━━ SOURCE DOCUMENT
About a year ago I wrote a post asking the question “Did Pinterest Completely Blow it on Retail Media?”
My thinking was, Pinterest - perhaps the least well understood of the giant social apps - is all about consumerism. Yet isn’t mentioned as participating in the massive shift in dollars toward Retail Media, which is poised to become at $142 billion global category next year.
Now I’m wondering if the company may have an unexpected card to play, thanks to AI.
I had Pinterest’s chief revenue officer Bill Watkins on my Next in Media podcast this week. Thankfully he didn’t seem to hold my previous post against me.
We talked about how Pinterest had stabilized its business following both a return to earth after a pandemic-fueled boost in users, and a major change in leadership (founder and CEO Ben Silbermann left last year).
During Q2 of this year, Pinterest’s revenue climbed 6% to $708 million, and its Global Monthly Active Users figure increased 8% year over year to 465 million. Solid, but not mind blowing in the context of the growth we’re seeing in retail media or certainly on platforms like TikTok. (For instance, analyst Brian Wieser noted last month that Walmart’s ad business “is now trending towards $4 billion in gross advertising sales this year, which would rank it among the top 15 sellers globally – around the same size as Snap.”)
But things at Pinterest could be poised to change - dramatically.
For starters, the main reason Pinterest isn’t lumped in with various retail media networks is that - duh - it doesn’t sell stuff directly. “We made a very deliberate decision in the early days not to be the merchant of record,” said Watkins, who’s been with Pinterest for nearly a decade.
To be sure, Pinterest may have dodged a bullet by not trying to build commerce early on on its platform. Facebook has struggled on this front more than once. TikTok is about to find out how tough social commerce is in the US.
Over the years, Pinterest experimented with different visions and sales pitches. It was visual search. It was ‘mid-funnel.’
Today, the mission appears broader, and more clear. “We aspire to be the industry’s leading full-funnel solution,” Watkins told me. “When they’re shopping and when they’re ready to buy.”
465 million users who are ready to buy? That should yield an e-commerce advertising windfall. Yet earlier this year, Pinterest inked a deal with Amazon to drive advertisers to the eCommerce giant.
Was that a give up play for Pinterest? Maybe not. As Watkins noted, Pinterest has first party data on millions of logged-in users, which should be hugely valuable in a post-cookie world. But Pinterest also has 300 billion pins - images that people post on the platform - i.e. things they like and want.
━━━━
_TASK ITEM:_ Please transcribe everything in the Pinterest article from "But things at" down to "nearly a decade.", keeping every word the same. The data that comes after this point isn't needed.
━━ INFORMATION SUPPLIED
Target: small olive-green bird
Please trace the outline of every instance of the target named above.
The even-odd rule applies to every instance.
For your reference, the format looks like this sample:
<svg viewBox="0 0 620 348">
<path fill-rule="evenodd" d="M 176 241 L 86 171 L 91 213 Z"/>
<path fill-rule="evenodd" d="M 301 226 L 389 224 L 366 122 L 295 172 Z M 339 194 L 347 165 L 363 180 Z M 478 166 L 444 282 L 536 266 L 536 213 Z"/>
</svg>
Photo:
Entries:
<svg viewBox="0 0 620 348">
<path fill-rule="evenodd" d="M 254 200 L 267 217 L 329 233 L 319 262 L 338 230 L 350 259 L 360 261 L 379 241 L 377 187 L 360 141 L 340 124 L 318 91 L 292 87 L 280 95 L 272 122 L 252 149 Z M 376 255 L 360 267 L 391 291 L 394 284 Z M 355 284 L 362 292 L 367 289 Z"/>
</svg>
━━━━
_RESULT FOR THIS TASK:_
But things at Pinterest could be poised to change - dramatically.
For starters, the main reason Pinterest isn’t lumped in with various retail media networks is that - duh - it doesn’t sell stuff directly. “We made a very deliberate decision in the early days not to be the merchant of record,” said Watkins, who’s been with Pinterest for nearly a decade.